Given problem: Reproduce every line of the listing below without any changes, but omit the pictures.

Rows from a pointing dataset:

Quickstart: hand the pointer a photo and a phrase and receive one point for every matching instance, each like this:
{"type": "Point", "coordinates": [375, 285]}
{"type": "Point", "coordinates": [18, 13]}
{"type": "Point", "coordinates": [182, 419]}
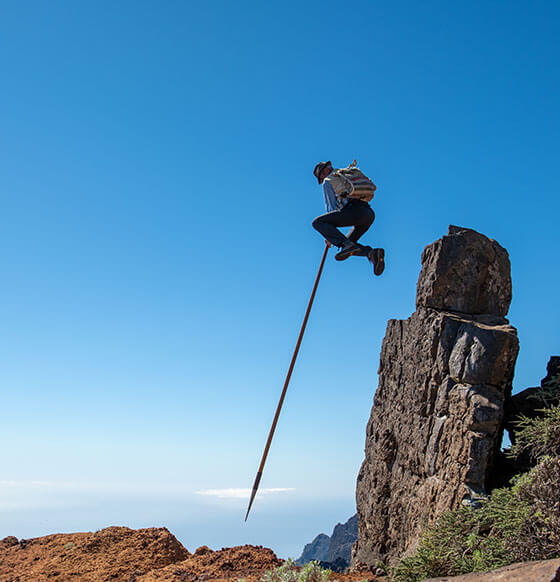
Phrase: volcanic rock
{"type": "Point", "coordinates": [333, 552]}
{"type": "Point", "coordinates": [114, 554]}
{"type": "Point", "coordinates": [240, 562]}
{"type": "Point", "coordinates": [543, 571]}
{"type": "Point", "coordinates": [531, 401]}
{"type": "Point", "coordinates": [318, 550]}
{"type": "Point", "coordinates": [342, 539]}
{"type": "Point", "coordinates": [437, 420]}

Correct answer:
Quickstart: hand the pointer a photo and a phrase and receive one point for every matching instance, each like this:
{"type": "Point", "coordinates": [375, 285]}
{"type": "Point", "coordinates": [18, 13]}
{"type": "Point", "coordinates": [182, 419]}
Phrase: volcanic rock
{"type": "Point", "coordinates": [333, 552]}
{"type": "Point", "coordinates": [114, 554]}
{"type": "Point", "coordinates": [240, 562]}
{"type": "Point", "coordinates": [543, 571]}
{"type": "Point", "coordinates": [531, 401]}
{"type": "Point", "coordinates": [318, 550]}
{"type": "Point", "coordinates": [342, 539]}
{"type": "Point", "coordinates": [437, 420]}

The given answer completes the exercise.